--- Begin ---

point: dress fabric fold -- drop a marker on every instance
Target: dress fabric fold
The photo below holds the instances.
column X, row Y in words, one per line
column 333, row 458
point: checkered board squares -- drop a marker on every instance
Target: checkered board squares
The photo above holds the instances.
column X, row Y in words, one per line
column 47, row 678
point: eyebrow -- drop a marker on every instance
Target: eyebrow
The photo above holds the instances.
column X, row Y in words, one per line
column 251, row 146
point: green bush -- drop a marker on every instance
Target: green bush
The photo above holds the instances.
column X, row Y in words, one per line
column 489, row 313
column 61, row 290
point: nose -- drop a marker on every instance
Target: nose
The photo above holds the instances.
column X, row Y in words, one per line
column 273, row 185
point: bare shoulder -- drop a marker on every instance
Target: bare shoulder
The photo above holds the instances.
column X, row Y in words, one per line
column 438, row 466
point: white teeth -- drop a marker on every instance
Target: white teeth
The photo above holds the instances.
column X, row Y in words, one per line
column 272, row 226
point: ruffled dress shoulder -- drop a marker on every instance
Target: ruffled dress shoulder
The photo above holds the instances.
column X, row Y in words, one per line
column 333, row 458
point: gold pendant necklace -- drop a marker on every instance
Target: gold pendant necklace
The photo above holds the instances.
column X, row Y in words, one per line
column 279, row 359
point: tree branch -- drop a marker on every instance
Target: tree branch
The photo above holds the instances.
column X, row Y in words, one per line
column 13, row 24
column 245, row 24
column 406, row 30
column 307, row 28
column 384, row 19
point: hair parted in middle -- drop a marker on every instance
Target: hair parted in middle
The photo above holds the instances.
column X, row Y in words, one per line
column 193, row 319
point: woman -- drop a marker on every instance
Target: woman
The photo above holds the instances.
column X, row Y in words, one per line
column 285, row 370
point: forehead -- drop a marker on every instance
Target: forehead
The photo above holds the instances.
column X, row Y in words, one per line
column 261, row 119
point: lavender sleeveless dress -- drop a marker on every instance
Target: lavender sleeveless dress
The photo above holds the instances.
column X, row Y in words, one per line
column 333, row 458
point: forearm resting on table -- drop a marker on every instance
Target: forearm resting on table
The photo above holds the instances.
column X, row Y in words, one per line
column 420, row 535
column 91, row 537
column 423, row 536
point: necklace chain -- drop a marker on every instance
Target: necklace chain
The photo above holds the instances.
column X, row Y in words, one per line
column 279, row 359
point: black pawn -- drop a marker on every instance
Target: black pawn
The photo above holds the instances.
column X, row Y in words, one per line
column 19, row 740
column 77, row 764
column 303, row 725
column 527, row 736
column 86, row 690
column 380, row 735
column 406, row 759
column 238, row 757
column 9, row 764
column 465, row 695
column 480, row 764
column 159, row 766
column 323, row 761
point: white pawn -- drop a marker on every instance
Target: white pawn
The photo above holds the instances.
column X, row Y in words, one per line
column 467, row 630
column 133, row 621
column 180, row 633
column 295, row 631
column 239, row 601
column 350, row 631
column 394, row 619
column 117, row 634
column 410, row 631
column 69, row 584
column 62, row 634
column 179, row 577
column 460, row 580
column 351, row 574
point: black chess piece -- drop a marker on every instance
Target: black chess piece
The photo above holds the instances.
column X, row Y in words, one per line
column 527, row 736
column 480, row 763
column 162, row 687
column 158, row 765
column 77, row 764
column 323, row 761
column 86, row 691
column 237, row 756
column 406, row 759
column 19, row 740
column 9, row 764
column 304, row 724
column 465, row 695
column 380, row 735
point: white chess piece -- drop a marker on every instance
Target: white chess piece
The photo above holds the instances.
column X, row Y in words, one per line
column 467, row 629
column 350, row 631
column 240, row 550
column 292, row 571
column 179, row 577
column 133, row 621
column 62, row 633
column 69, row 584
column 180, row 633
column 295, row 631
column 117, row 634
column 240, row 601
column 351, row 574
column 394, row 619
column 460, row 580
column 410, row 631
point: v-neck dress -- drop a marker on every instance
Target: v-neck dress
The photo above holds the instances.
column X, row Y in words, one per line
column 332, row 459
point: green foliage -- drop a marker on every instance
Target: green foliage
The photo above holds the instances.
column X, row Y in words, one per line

--- End ---

### Exercise aim
Print every one of the lines above again, word for word and in the same order.

### Written solution
point: dress fabric fold -- drop a marker on every instance
Target: dress fabric fold
The photo below holds the instances.
column X, row Y in words, one per line
column 333, row 458
point: checkered board squares -- drop a marker on every instance
Target: checkered board squares
The photo above holds the instances.
column X, row Y in words, one per line
column 47, row 678
point: eyebrow -- drop a marker on every instance
Target: eyebrow
The photo above holds the instances.
column X, row Y in words, one per line
column 251, row 146
point: green bush -- drop a marker on every instance
Target: green bush
The photo above holds the instances.
column X, row Y in words, one per line
column 489, row 313
column 61, row 290
point: nose -- drop a marker on every instance
Target: nose
The photo above holds the instances.
column X, row Y in words, one per line
column 273, row 185
point: bare shoulder -- drop a marker on every instance
Target: bare shoulder
The photo above holds the instances.
column X, row Y in words, one per line
column 438, row 466
point: white teeth -- drop a marker on every instance
Target: white teeth
The photo above holds the instances.
column X, row Y in words, one per line
column 272, row 226
point: ruffled dress shoulder -- drop a marker on every instance
Target: ruffled dress shoulder
The photo above holds the instances.
column X, row Y in words, one per line
column 333, row 458
point: gold pendant necklace -- drop a marker on every instance
Target: gold pendant necklace
The photo above holds the instances.
column X, row Y in words, one per line
column 279, row 359
point: tree branch -- drop a marker on every instance
Target: tree branch
The photo above holds the instances.
column X, row Y in words, one per line
column 13, row 24
column 245, row 24
column 406, row 30
column 307, row 28
column 384, row 19
point: hair parted in middle -- drop a marker on every instance
Target: hair parted in middle
The photo above holds the instances.
column X, row Y in words, one per line
column 193, row 319
point: woman -- drop a marker on every instance
Target: woman
The photo above holds the instances.
column X, row Y in words, one per line
column 285, row 370
point: forehead -- drop a marker on every instance
Target: forehead
The photo above holds the instances.
column X, row Y in words, one per line
column 261, row 119
point: lavender sleeveless dress -- drop a marker on every instance
Target: lavender sleeveless dress
The photo above holds the instances.
column X, row Y in words, one per line
column 333, row 458
point: forearm resting on table -- drop a marker on every instance
Target: forearm resting on table
The photo above holds the instances.
column X, row Y in words, one per line
column 420, row 535
column 91, row 537
column 423, row 536
point: necklace chain -- drop a marker on every instance
Target: necklace chain
The photo above holds the instances.
column X, row Y in words, one per line
column 279, row 359
point: black pawn -- drop a marker on every instance
Target: black pawn
The photo above holds the instances.
column X, row Y in words, one per line
column 19, row 740
column 77, row 764
column 303, row 725
column 527, row 736
column 86, row 690
column 380, row 735
column 406, row 759
column 238, row 757
column 9, row 764
column 465, row 695
column 480, row 764
column 159, row 766
column 323, row 761
point: white pawn -- drop a marker on every instance
Target: white pawn
The photo above holds the instances.
column X, row Y in words, one per line
column 467, row 630
column 133, row 621
column 180, row 633
column 295, row 631
column 239, row 601
column 350, row 631
column 394, row 619
column 117, row 634
column 410, row 631
column 69, row 584
column 62, row 634
column 179, row 577
column 460, row 580
column 351, row 574
point: black chess piece -- drop a marker on every instance
Target: black chess piece
The photo above holds the instances.
column X, row Y in words, one per line
column 527, row 736
column 480, row 763
column 162, row 687
column 158, row 765
column 77, row 764
column 323, row 761
column 86, row 691
column 237, row 756
column 406, row 759
column 19, row 740
column 9, row 764
column 304, row 724
column 465, row 695
column 380, row 735
point: white chess piece -- drop a marker on every instance
Target: white chess piece
The photo above holds the instances.
column X, row Y in words, one per line
column 467, row 629
column 350, row 631
column 240, row 550
column 292, row 571
column 179, row 577
column 133, row 621
column 62, row 633
column 69, row 584
column 180, row 633
column 295, row 631
column 117, row 634
column 240, row 601
column 351, row 574
column 394, row 619
column 460, row 580
column 410, row 631
point: v-neck dress -- drop a marker on every instance
Target: v-neck dress
The photo above holds the instances.
column X, row Y in words, one per line
column 332, row 459
point: green foliage -- drop a marker on every instance
Target: green foliage
The photo above holds the instances.
column X, row Y in words, one per line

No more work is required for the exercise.